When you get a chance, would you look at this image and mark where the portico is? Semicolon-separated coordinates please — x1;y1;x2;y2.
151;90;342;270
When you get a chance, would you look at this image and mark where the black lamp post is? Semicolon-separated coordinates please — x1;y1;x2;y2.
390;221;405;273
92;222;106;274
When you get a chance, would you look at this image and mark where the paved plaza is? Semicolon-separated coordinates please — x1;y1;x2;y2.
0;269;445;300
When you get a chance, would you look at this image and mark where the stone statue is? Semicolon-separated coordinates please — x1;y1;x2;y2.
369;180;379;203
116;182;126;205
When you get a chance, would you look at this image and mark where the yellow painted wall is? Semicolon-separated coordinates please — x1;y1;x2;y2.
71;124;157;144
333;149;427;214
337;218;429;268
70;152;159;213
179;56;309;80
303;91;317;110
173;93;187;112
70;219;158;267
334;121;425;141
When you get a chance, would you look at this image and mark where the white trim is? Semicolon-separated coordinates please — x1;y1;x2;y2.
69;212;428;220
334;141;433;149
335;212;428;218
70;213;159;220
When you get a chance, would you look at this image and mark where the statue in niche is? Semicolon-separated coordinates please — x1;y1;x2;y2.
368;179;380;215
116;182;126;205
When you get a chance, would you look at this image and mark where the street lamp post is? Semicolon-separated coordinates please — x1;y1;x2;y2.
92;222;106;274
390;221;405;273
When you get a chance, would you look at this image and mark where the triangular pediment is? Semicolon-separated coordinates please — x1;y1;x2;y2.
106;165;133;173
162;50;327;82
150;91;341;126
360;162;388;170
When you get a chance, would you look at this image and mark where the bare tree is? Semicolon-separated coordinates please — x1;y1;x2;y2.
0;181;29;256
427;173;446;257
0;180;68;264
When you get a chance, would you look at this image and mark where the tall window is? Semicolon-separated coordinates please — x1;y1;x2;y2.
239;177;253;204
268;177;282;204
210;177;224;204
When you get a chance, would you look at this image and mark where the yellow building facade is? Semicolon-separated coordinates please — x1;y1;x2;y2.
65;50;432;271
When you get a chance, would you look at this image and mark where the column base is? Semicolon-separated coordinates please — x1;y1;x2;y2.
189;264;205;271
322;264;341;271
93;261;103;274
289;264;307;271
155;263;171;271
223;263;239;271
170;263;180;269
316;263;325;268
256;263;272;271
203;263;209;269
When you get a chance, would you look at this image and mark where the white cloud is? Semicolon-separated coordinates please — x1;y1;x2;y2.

+ + + +

_Directions for this task:_ Reproduce the full block of data exactly, omitting nothing.

_Result for this exercise:_
When you get a chance, would you look at this image and mark where the portico is? Semicolon-separated coordinates please — x1;y1;x2;y2.
151;90;342;270
When you get a chance, would you look at this image and mark where the black lamp post is? Semicolon-separated coordinates please — x1;y1;x2;y2.
390;221;405;273
92;222;106;274
When you get a chance, would you look at this image and mark where the paved plaza is? Semicolon-separated coordinates please — x1;y1;x2;y2.
0;269;445;300
When you get a chance, would you look at this image and mark where the stone statue is? Semicolon-separated coordinates please — x1;y1;x2;y2.
369;180;379;203
116;182;126;205
When you get a chance, would you look at this image and mark where the yellow painted wall is? Semicolon-separated coordinates please — x1;y1;x2;y2.
71;124;157;144
333;149;427;214
337;218;429;268
70;152;159;213
179;56;309;80
303;91;317;110
173;93;187;112
70;219;158;267
334;121;425;141
When you get a chance, would you look at this image and mark where the white trim is? Semicolon-separated coordinates please — x1;y1;x2;y2.
69;212;428;220
334;141;433;149
335;212;428;218
70;213;159;220
When you get a chance, would you look at this image and mark where the statue in niche is? Semicolon-separated coordinates please — x1;y1;x2;y2.
368;179;380;215
116;182;126;205
When you get a chance, would you look at this image and mark where the street lamp post is? Semicolon-separated coordinates please — x1;y1;x2;y2.
92;222;106;274
390;221;405;273
When you get a chance, would you look at this image and mark where the triangular pediment is? Semicolon-separated coordinates please — x1;y1;x2;y2.
106;165;133;173
162;50;327;82
150;91;341;126
360;162;388;170
When you get a chance, would you look at this image and mark where the bare tree is? Semicolon-separated coordinates please — x1;y1;x2;y2.
0;181;29;256
427;173;446;257
0;180;68;264
When you get a chance, would you look at this image and mark where the tall window is? Semicolon-separated coordinates please — x1;y1;x2;y2.
239;177;253;204
268;177;282;204
210;177;224;204
When you get a chance, would you look at this image and mark where the yellow building facade is? Semicolon-separated coordinates please — x1;y1;x2;y2.
65;50;432;271
When you get a chance, would you look at this image and mark where the column base is? Semicolon-separated coordinates please — x1;y1;x2;y2.
189;264;205;271
322;264;341;271
93;261;103;274
289;264;307;271
155;263;171;271
223;263;239;271
170;263;180;269
316;263;325;268
256;263;272;271
203;263;209;269
When you get a chance, would you look at this image and mark where the white cloud is? Semicolon-separated coordinates please — x1;y1;x2;y2.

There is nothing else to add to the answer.